WRITTEN TASKS:
[1] According to the recipe text, how much lemon juice goes into the lemon sorbet?
[2] Echo the passage of the recipe text starting at "Strawberry ice cream" and ending at "mixture to freeze until the desired consistency is achieved.".

─── SOURCE TEXT

Allow to freeze until the desired consistency is achieved.
Strawberry ice cream
Ingredients
120 gr. fresh strawberries
40 gr. confectioner's sugar
80 ml. heavy cream
60 ml. skimmed milk
Puree the strawberries until smooth, then add the remaining ingredients. Place the mixed ingredients into
the freezer for 20- 30 minutes before making ice cream. Pour the mixture into the freezer tank with the
paddle running. Allow the mixture to freeze until the desired consistency is achieved.
Lemon sorbet
Ingredients
100 gr. granulated sugar
100 ml. water
Juice from ½ medium size orange juice
60 ml. lemon juice
1 egg white
Place the sugar and water in a saucepan. Stir over a low heat until the sugar has dissolved. Bring the
mixture to boiling and allow to boil for 1 minute. Remove from heat and allow to cool. Add the orange and
lemon juice. Whisk the egg white until almost stiff and then stir into the lemon mixture. Place the mixed
ingredients into the freezer for 20- 30 minutes before making ice cream. Pour the mixture into the freezer
tank with the paddle running. Allow to freeze until the desired consistency is achieved.

──────
─── LISTED ENTRIES

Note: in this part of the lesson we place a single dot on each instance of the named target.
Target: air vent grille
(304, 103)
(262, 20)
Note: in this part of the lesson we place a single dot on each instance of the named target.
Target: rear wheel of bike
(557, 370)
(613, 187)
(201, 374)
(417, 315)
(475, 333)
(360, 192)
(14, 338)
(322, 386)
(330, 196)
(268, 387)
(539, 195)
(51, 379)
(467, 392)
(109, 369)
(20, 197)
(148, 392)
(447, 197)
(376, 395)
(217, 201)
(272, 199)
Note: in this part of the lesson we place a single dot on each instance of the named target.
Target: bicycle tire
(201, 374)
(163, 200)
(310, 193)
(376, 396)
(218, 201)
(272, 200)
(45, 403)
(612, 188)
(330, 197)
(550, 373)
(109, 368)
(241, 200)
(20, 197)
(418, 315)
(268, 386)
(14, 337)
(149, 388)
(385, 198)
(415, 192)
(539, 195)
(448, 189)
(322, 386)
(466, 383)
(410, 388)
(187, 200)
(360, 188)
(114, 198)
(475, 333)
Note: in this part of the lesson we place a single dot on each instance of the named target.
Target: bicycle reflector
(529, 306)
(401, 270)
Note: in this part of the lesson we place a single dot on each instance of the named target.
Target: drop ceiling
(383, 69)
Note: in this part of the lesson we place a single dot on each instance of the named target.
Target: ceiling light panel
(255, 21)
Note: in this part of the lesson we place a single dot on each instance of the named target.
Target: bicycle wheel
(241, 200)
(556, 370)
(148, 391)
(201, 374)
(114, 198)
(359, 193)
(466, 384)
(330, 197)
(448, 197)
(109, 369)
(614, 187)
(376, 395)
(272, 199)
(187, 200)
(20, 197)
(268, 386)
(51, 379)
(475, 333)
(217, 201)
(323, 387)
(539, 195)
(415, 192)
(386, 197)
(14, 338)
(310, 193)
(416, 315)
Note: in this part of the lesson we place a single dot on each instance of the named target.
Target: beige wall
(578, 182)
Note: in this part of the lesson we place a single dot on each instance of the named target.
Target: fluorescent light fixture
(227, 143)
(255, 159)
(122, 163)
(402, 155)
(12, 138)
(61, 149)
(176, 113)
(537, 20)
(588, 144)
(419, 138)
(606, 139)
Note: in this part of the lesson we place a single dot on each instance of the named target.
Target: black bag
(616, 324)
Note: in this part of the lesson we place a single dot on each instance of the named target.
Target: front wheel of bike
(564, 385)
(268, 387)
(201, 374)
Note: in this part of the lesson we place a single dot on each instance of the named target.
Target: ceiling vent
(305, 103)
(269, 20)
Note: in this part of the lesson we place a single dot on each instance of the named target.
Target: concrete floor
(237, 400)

──────
─── LISTED ENTRIES

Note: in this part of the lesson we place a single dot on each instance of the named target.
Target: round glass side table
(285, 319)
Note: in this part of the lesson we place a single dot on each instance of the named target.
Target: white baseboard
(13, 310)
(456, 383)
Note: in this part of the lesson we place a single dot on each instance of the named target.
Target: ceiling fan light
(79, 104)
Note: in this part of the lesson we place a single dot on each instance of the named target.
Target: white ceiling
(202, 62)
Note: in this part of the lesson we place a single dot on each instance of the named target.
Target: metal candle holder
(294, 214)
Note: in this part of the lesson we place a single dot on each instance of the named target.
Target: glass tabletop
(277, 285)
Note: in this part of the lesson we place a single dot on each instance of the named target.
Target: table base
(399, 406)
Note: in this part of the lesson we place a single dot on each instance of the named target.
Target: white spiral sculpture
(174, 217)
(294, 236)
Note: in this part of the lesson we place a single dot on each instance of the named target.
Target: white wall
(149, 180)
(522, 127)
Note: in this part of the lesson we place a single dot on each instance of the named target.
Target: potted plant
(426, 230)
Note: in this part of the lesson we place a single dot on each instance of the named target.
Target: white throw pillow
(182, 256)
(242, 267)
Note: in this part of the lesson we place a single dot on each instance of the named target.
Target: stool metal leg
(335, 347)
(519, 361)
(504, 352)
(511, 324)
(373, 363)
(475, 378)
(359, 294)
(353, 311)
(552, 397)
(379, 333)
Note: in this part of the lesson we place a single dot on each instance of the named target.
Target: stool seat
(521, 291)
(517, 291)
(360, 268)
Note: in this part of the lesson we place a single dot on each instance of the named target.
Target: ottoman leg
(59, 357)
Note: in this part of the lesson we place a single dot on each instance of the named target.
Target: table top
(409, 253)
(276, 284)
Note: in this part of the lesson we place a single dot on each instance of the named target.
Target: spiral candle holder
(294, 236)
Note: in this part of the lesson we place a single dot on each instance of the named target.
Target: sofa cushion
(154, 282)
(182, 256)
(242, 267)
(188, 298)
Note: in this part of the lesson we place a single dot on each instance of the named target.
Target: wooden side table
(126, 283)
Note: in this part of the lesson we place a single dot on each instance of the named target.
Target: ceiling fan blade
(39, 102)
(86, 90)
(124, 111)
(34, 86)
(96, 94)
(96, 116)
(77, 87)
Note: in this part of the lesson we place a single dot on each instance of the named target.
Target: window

──────
─── LISTED ENTRIES

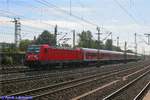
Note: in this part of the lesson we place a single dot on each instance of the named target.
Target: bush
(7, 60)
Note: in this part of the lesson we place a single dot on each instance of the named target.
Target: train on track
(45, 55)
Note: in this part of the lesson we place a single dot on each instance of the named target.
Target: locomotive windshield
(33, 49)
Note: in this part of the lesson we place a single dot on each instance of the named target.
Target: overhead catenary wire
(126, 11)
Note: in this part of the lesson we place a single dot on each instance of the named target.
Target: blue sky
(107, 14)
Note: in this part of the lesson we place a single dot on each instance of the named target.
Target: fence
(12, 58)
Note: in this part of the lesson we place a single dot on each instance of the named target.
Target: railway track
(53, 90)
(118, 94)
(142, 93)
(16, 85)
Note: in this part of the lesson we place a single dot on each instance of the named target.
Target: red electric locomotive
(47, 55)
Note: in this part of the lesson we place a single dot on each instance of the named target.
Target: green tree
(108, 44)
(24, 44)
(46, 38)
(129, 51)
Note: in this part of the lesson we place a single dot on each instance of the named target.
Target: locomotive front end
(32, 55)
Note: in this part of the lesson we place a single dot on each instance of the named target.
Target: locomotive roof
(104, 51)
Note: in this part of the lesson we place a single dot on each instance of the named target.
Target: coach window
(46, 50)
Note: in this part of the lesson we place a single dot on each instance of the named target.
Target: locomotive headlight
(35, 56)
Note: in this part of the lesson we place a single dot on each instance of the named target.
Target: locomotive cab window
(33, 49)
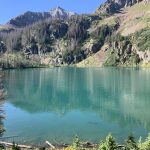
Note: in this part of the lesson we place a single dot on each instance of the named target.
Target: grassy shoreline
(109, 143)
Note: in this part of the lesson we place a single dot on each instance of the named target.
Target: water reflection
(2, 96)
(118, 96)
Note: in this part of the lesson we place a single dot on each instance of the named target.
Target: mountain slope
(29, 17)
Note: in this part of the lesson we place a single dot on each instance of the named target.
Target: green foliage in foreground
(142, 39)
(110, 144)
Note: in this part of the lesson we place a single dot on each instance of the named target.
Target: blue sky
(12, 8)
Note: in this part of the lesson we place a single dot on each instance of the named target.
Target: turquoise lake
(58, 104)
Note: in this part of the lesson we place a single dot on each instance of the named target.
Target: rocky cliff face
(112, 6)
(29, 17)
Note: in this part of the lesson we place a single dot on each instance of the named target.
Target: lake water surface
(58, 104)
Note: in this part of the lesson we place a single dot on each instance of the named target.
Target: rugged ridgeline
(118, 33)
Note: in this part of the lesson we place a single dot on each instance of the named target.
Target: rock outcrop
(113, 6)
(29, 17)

──────

COMPLETED EXERCISE:
[1] 60 ml.

[2]
Strawberry ice cream
Ingredients
120 gr. fresh strawberries
40 gr. confectioner's sugar
80 ml. heavy cream
60 ml. skimmed milk
Puree the strawberries until smooth, then add the remaining ingredients. Place the mixed ingredients into
the freezer for 20- 30 minutes before making ice cream. Pour the mixture into the freezer tank with the
paddle running. Allow the mixture to freeze until the desired consistency is achieved.